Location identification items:
-----

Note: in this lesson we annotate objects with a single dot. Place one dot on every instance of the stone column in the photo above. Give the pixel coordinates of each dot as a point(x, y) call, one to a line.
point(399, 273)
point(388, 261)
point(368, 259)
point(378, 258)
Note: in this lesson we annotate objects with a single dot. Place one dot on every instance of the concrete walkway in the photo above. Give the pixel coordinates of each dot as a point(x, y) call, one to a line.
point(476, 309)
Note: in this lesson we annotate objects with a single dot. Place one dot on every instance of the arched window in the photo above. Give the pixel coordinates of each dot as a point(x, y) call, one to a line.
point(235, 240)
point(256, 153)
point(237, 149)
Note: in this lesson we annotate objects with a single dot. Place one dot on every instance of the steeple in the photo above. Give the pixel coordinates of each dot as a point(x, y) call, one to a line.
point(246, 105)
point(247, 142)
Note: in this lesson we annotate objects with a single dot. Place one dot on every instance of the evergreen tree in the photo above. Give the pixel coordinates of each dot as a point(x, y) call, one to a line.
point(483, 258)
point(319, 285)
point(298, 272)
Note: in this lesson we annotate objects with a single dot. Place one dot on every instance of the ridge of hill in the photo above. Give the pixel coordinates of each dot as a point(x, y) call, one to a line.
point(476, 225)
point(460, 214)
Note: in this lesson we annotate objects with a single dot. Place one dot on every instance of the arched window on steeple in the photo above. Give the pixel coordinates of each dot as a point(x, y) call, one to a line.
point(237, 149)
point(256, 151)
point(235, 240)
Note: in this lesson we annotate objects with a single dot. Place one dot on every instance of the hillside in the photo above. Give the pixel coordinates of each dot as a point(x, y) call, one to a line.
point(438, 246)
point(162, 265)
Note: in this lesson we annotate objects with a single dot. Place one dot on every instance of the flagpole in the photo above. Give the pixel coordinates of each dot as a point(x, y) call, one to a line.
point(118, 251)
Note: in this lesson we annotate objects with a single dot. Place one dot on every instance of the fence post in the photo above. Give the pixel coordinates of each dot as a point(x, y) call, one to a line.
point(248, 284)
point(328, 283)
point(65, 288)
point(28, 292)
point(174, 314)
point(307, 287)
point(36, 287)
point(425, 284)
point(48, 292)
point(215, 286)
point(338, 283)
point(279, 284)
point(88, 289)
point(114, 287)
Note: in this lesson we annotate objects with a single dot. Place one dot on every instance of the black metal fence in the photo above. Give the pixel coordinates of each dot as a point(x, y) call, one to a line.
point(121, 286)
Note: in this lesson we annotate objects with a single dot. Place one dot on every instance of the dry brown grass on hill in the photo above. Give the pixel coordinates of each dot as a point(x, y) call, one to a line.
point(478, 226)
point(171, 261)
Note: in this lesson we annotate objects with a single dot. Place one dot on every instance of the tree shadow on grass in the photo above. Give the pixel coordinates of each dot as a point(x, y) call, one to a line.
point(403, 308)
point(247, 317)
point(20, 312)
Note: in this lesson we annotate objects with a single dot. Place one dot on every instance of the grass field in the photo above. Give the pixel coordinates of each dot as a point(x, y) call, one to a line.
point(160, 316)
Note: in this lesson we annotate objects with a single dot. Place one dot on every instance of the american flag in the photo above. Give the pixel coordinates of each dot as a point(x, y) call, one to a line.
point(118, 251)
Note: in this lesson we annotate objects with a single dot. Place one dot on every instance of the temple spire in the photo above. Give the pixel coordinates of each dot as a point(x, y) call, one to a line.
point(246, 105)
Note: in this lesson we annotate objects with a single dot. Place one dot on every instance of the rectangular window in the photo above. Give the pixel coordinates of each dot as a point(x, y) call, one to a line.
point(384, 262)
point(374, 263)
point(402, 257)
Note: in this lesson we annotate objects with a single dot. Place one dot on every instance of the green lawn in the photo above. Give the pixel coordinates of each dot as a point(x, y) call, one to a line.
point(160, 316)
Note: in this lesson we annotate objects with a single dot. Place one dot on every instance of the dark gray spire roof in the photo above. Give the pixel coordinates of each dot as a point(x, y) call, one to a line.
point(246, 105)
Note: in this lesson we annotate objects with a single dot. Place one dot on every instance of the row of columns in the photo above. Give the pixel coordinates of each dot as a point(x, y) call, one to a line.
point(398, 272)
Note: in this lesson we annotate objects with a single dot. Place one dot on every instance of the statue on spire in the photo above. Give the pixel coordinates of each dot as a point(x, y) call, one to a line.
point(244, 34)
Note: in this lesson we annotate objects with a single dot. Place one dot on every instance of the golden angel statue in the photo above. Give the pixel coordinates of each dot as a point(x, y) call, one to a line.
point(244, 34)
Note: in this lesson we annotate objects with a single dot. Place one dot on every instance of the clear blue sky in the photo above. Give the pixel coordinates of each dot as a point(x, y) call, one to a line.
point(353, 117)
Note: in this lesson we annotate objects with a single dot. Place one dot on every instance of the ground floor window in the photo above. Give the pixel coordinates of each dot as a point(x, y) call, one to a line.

-----

_Exercise aim_: Please rewrite the entries that begin with the line containing "of the temple" and run through the end of the entries, putting "tower" wherever "spire" occurs and keeping everything else the same. Return only those lines.

_Problem solution_:
Note: in this lesson we annotate objects with a single dot. Place one dot on every instance of the temple tower in the photo above. Give the pixel coordinates of each dot as a point(x, y) call, one to a line.
point(246, 105)
Note: in this lesson we annotate objects with a single dot. Place one dot on every instance of the rectangular window in the photo above. Give the pixel coordinates of each dot as a point(x, y) call, one to a line.
point(384, 262)
point(374, 263)
point(402, 257)
Note: in this lesson we annotate objects with a single dot. Place one dot on every instance of the green lawn in the photo above. Give the pixel coordinates of each dot as a point(x, y) call, one to a line.
point(160, 316)
Note: in this lesson we annotate objects with a single dot. Place one dot on every instance of the dark gray tower roof in the photo above. Give the pixel coordinates of each dot as a point(x, y) call, one to a line.
point(246, 105)
Note: in this lesson we annotate objects with a single dot. Place one dot on every instance of the row of columns in the photo above. Give the pixel coordinates of each dot as a point(x, y) call, one to a line.
point(398, 272)
Note: in this lesson we annotate objects with a single dot. Place one dot on every instance of the statue on tower in the photo above. Give the pixel coordinates of each dot as a point(x, y) call, one to a line.
point(244, 34)
Note: in this lesson we annotate objects with a single dot. Place one dot on every instance of the golden angel statue in the photo above. Give the pixel coordinates of each dot as a point(x, y) call, one to a line.
point(244, 34)
Note: in this lesson we annotate objects with a single dot. Place one dot on every instance of the clear blue sky in the photo above. Give the pixel coordinates of each dot as a point(x, y) call, one to a line.
point(353, 117)
Note: in this lesson we annotate objects with a single dot. Place one dot on every instance of the ground floor window in the photo above. Give the pixel coordinates of each dot as a point(x, y) call, one to a line.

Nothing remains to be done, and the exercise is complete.